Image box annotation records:
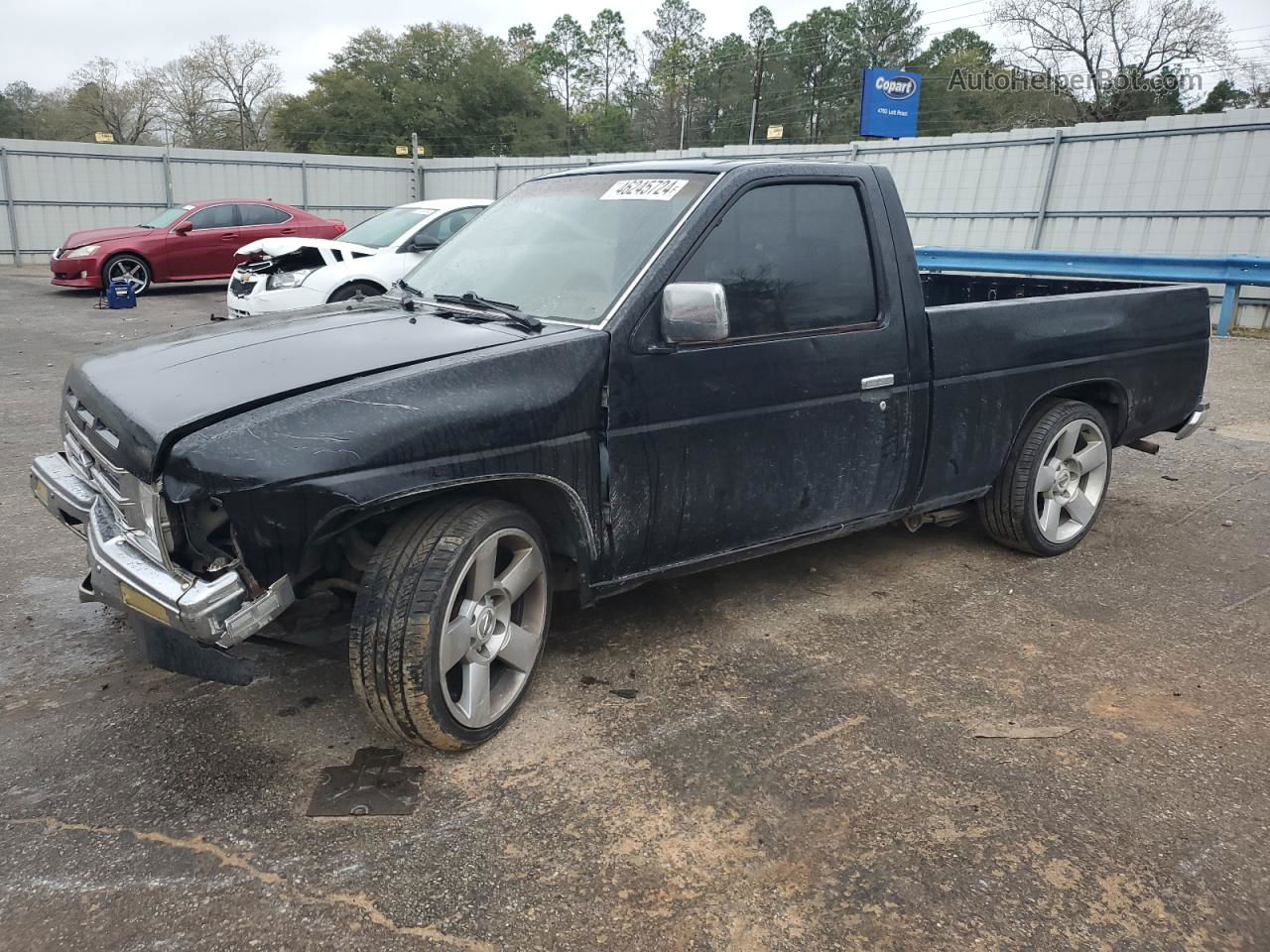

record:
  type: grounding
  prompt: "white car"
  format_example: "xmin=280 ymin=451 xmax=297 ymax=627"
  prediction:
xmin=226 ymin=198 xmax=490 ymax=318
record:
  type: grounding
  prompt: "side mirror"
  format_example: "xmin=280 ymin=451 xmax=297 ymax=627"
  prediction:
xmin=662 ymin=281 xmax=727 ymax=344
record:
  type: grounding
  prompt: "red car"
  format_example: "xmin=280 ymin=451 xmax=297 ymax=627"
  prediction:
xmin=49 ymin=202 xmax=344 ymax=295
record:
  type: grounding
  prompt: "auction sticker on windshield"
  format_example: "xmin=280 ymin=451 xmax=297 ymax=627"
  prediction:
xmin=599 ymin=178 xmax=689 ymax=202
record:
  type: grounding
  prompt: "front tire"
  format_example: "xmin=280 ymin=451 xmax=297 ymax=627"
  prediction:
xmin=349 ymin=499 xmax=552 ymax=750
xmin=101 ymin=254 xmax=154 ymax=298
xmin=326 ymin=281 xmax=384 ymax=304
xmin=979 ymin=400 xmax=1111 ymax=556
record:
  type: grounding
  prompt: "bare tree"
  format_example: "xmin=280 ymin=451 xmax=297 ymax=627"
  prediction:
xmin=190 ymin=35 xmax=282 ymax=149
xmin=69 ymin=56 xmax=160 ymax=145
xmin=153 ymin=56 xmax=225 ymax=146
xmin=992 ymin=0 xmax=1229 ymax=121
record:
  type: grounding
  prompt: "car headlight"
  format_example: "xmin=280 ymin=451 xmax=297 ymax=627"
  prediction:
xmin=264 ymin=268 xmax=318 ymax=291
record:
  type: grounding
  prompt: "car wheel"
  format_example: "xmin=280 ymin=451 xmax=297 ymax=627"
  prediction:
xmin=979 ymin=400 xmax=1111 ymax=556
xmin=101 ymin=255 xmax=151 ymax=296
xmin=326 ymin=281 xmax=384 ymax=304
xmin=348 ymin=499 xmax=552 ymax=750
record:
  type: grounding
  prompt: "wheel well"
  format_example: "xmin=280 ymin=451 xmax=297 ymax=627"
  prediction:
xmin=101 ymin=249 xmax=155 ymax=281
xmin=326 ymin=278 xmax=387 ymax=300
xmin=1020 ymin=380 xmax=1129 ymax=443
xmin=301 ymin=476 xmax=593 ymax=599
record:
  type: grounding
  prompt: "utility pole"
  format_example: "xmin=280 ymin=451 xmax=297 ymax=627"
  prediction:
xmin=749 ymin=42 xmax=767 ymax=145
xmin=410 ymin=132 xmax=423 ymax=202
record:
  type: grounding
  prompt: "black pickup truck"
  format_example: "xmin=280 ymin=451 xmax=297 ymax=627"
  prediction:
xmin=32 ymin=160 xmax=1209 ymax=749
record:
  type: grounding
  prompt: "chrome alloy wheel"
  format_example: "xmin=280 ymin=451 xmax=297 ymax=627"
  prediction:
xmin=1034 ymin=420 xmax=1107 ymax=543
xmin=105 ymin=255 xmax=149 ymax=294
xmin=440 ymin=530 xmax=548 ymax=729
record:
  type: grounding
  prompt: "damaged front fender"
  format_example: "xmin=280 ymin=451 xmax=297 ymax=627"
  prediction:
xmin=164 ymin=329 xmax=608 ymax=581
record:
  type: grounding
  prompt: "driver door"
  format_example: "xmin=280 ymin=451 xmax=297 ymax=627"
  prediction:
xmin=167 ymin=203 xmax=239 ymax=281
xmin=609 ymin=178 xmax=913 ymax=576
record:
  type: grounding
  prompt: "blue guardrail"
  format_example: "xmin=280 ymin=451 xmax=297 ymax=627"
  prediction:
xmin=917 ymin=248 xmax=1270 ymax=337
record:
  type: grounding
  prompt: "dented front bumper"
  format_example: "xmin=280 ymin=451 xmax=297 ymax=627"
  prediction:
xmin=31 ymin=453 xmax=295 ymax=649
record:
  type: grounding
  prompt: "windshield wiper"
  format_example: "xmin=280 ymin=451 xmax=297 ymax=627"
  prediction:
xmin=428 ymin=291 xmax=543 ymax=331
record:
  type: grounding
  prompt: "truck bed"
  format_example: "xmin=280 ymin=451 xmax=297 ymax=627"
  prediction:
xmin=924 ymin=283 xmax=1210 ymax=502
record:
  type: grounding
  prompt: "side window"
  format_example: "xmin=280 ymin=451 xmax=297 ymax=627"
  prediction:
xmin=416 ymin=207 xmax=480 ymax=241
xmin=677 ymin=182 xmax=877 ymax=337
xmin=190 ymin=204 xmax=237 ymax=231
xmin=239 ymin=204 xmax=291 ymax=227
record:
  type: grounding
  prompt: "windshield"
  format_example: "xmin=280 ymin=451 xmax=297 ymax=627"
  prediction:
xmin=407 ymin=172 xmax=712 ymax=323
xmin=339 ymin=208 xmax=437 ymax=248
xmin=141 ymin=204 xmax=194 ymax=228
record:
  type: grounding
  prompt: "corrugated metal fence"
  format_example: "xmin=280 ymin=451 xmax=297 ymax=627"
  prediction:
xmin=0 ymin=109 xmax=1270 ymax=327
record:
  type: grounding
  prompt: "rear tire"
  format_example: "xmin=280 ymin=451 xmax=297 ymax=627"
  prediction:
xmin=979 ymin=400 xmax=1111 ymax=557
xmin=348 ymin=499 xmax=552 ymax=750
xmin=326 ymin=281 xmax=384 ymax=304
xmin=101 ymin=254 xmax=154 ymax=298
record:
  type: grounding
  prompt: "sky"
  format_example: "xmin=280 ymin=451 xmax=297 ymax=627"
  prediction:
xmin=0 ymin=0 xmax=1270 ymax=92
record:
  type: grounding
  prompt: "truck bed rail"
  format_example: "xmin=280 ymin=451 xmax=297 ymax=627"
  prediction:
xmin=917 ymin=246 xmax=1270 ymax=337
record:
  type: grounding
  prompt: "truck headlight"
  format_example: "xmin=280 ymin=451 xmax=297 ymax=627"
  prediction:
xmin=264 ymin=268 xmax=318 ymax=291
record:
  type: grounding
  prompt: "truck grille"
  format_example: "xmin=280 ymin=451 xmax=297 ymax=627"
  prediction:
xmin=63 ymin=390 xmax=172 ymax=567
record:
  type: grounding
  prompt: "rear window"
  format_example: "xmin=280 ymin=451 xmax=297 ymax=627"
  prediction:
xmin=339 ymin=208 xmax=437 ymax=248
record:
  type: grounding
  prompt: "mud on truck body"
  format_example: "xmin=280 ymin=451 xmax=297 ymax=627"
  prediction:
xmin=32 ymin=160 xmax=1209 ymax=749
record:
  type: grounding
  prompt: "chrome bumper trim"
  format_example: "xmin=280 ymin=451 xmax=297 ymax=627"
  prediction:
xmin=31 ymin=453 xmax=295 ymax=648
xmin=1175 ymin=400 xmax=1207 ymax=439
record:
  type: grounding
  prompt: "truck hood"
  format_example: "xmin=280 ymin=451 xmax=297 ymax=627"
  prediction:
xmin=234 ymin=237 xmax=384 ymax=258
xmin=64 ymin=302 xmax=536 ymax=481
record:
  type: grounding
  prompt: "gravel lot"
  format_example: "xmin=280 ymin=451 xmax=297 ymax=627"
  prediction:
xmin=0 ymin=268 xmax=1270 ymax=952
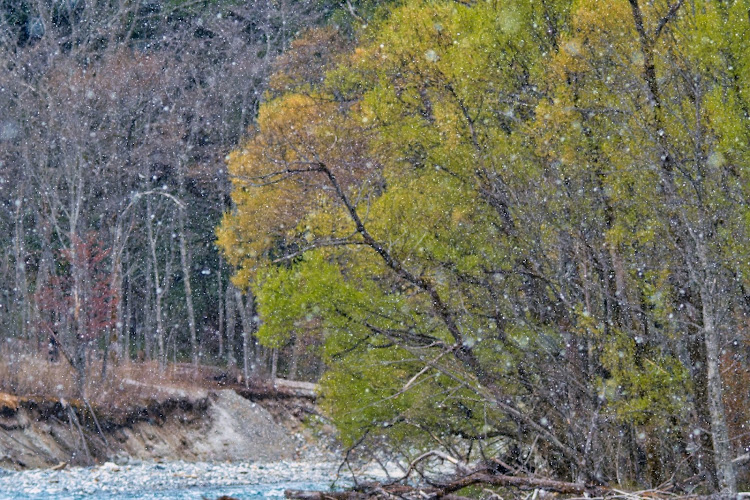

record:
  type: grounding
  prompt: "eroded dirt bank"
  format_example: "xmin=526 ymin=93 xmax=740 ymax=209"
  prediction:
xmin=0 ymin=389 xmax=324 ymax=469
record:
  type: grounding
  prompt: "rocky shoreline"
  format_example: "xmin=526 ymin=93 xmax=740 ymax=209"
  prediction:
xmin=0 ymin=382 xmax=336 ymax=470
xmin=0 ymin=460 xmax=338 ymax=500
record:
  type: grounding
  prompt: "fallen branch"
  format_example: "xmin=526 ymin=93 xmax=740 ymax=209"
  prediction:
xmin=284 ymin=472 xmax=611 ymax=500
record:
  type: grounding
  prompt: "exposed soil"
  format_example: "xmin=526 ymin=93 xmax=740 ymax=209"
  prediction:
xmin=0 ymin=381 xmax=332 ymax=469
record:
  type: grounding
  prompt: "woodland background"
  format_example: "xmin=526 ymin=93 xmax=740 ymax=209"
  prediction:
xmin=0 ymin=0 xmax=750 ymax=493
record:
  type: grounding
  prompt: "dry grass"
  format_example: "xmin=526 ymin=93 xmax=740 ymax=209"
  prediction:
xmin=0 ymin=351 xmax=216 ymax=411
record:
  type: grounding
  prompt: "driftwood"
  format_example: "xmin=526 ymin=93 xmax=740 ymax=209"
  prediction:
xmin=284 ymin=471 xmax=610 ymax=500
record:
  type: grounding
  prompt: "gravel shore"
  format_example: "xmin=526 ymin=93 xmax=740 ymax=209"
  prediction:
xmin=0 ymin=461 xmax=346 ymax=500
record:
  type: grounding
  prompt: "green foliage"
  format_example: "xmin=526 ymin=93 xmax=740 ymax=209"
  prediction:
xmin=219 ymin=0 xmax=750 ymax=488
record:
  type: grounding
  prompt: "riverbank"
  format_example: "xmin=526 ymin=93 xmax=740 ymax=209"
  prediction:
xmin=0 ymin=461 xmax=338 ymax=500
xmin=0 ymin=380 xmax=336 ymax=470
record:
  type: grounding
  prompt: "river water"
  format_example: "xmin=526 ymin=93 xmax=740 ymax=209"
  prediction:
xmin=0 ymin=462 xmax=346 ymax=500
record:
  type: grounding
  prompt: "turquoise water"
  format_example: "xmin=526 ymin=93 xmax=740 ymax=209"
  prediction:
xmin=0 ymin=482 xmax=329 ymax=500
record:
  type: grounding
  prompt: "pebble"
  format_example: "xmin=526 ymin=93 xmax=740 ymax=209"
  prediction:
xmin=0 ymin=461 xmax=346 ymax=500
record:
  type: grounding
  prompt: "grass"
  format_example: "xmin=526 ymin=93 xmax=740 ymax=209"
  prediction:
xmin=0 ymin=348 xmax=220 ymax=410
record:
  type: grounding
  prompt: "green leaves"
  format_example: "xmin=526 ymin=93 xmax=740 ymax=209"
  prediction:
xmin=220 ymin=0 xmax=750 ymax=486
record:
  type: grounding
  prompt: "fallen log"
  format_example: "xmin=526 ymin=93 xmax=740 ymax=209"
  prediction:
xmin=284 ymin=472 xmax=611 ymax=500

What to produce: Reproduce the lines word for word, starting at the very beginning and going on through the line containing "xmin=992 ymin=0 xmax=1229 ymax=121", with that line included. Leave the pictures out of your answer.

Solution to this problem:
record:
  type: grounding
  prompt: "white car"
  format_example: "xmin=280 ymin=451 xmax=297 ymax=627"
  prediction:
xmin=226 ymin=198 xmax=490 ymax=318
record:
  type: grounding
  prompt: "side mirror"
  format_example: "xmin=280 ymin=451 xmax=297 ymax=627"
  prediction:
xmin=662 ymin=281 xmax=727 ymax=344
record:
  type: grounding
  prompt: "red car"
  format_example: "xmin=280 ymin=451 xmax=297 ymax=627"
  prediction:
xmin=49 ymin=202 xmax=344 ymax=295
record:
  type: grounding
  prompt: "auction sticker on windshield"
  format_example: "xmin=280 ymin=451 xmax=297 ymax=627"
  prediction:
xmin=599 ymin=178 xmax=689 ymax=202
record:
  type: grounding
  prompt: "front tire"
  format_example: "xmin=280 ymin=451 xmax=297 ymax=627"
  prediction:
xmin=349 ymin=499 xmax=552 ymax=750
xmin=101 ymin=254 xmax=154 ymax=298
xmin=326 ymin=281 xmax=384 ymax=304
xmin=979 ymin=400 xmax=1111 ymax=556
record:
  type: grounding
  prompt: "bare tree"
  format_example: "xmin=280 ymin=451 xmax=297 ymax=627"
  prediction:
xmin=190 ymin=35 xmax=282 ymax=149
xmin=69 ymin=56 xmax=160 ymax=145
xmin=153 ymin=56 xmax=225 ymax=146
xmin=992 ymin=0 xmax=1229 ymax=121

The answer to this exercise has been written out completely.